— TASK STATEMENT —
Could you copy the items below verbatim, from their very first line through the line containing "223 84 L 220", with that line included?

** begin RECORDS SUPPLIED **

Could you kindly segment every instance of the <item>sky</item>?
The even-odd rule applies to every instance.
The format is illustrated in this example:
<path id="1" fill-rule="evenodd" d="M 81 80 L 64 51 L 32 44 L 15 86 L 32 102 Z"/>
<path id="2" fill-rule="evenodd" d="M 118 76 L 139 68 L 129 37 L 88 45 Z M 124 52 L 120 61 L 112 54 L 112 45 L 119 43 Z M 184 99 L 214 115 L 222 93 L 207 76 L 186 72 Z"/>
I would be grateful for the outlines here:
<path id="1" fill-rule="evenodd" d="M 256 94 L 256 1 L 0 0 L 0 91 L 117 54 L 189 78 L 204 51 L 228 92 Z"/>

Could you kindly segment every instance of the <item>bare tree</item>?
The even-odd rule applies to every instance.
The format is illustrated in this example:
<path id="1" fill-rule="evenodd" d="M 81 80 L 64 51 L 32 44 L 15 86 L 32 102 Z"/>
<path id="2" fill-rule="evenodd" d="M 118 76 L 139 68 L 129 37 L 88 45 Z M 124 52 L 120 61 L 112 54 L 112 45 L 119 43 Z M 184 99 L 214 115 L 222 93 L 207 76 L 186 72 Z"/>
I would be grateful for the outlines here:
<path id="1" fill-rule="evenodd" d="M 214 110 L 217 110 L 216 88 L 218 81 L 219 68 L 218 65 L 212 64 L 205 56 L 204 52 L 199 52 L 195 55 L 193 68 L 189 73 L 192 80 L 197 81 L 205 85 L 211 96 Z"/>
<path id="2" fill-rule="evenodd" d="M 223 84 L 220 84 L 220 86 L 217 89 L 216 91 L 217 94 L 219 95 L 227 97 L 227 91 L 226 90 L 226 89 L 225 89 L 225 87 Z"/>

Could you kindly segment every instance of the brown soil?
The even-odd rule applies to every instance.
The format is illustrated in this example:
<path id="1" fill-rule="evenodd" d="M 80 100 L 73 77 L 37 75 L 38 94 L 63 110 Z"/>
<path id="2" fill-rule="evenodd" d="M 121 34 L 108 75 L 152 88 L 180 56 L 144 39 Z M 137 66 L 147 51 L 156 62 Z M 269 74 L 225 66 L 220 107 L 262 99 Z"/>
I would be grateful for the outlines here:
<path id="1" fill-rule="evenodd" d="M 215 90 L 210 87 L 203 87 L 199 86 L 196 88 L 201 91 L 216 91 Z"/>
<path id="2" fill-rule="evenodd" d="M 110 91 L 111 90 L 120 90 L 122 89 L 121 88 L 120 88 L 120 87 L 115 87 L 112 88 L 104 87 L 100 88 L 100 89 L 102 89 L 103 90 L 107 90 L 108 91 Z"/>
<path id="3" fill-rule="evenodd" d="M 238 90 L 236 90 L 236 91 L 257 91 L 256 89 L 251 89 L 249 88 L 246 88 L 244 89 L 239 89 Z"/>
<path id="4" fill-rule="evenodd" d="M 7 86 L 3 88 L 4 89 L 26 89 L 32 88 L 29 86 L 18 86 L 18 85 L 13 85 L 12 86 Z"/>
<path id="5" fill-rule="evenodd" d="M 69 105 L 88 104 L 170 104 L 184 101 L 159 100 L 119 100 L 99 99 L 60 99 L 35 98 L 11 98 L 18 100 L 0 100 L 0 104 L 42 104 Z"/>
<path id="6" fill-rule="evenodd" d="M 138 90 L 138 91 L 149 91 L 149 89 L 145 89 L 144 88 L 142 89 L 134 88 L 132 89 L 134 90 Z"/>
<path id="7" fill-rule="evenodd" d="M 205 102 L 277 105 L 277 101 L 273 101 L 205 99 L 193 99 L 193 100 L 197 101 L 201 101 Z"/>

** end RECORDS SUPPLIED **

— EXERCISE RESPONSE —
Could you kindly segment every instance of the <item>sky</item>?
The even-odd rule applies to every instance.
The format is illustrated in this example:
<path id="1" fill-rule="evenodd" d="M 81 80 L 64 51 L 32 44 L 15 86 L 32 102 Z"/>
<path id="2" fill-rule="evenodd" d="M 118 76 L 139 68 L 129 37 L 88 45 Z M 124 52 L 120 61 L 112 54 L 112 45 L 119 43 Z M 184 99 L 214 115 L 222 93 L 207 76 L 186 72 Z"/>
I would be grateful for the outlines here:
<path id="1" fill-rule="evenodd" d="M 256 94 L 256 1 L 0 0 L 0 91 L 117 54 L 189 78 L 204 51 L 228 92 Z"/>

Could you kindly segment every instance of the <item>bare tree</item>?
The even-odd rule applies to every instance.
The format is illustrated in this example:
<path id="1" fill-rule="evenodd" d="M 81 80 L 64 51 L 32 44 L 15 86 L 32 102 Z"/>
<path id="2" fill-rule="evenodd" d="M 118 76 L 139 68 L 129 37 L 88 45 Z M 124 52 L 120 61 L 112 54 L 112 45 L 119 43 Z M 184 99 L 214 115 L 222 93 L 207 76 L 186 72 Z"/>
I would be grateful for the outlines here:
<path id="1" fill-rule="evenodd" d="M 214 110 L 217 110 L 216 88 L 218 81 L 219 68 L 218 65 L 212 64 L 205 56 L 204 52 L 199 52 L 195 55 L 193 68 L 189 73 L 192 80 L 197 81 L 205 85 L 211 96 Z"/>
<path id="2" fill-rule="evenodd" d="M 223 84 L 220 84 L 220 86 L 217 89 L 216 91 L 217 94 L 219 95 L 227 97 L 227 91 L 226 90 L 226 89 L 225 89 L 225 87 Z"/>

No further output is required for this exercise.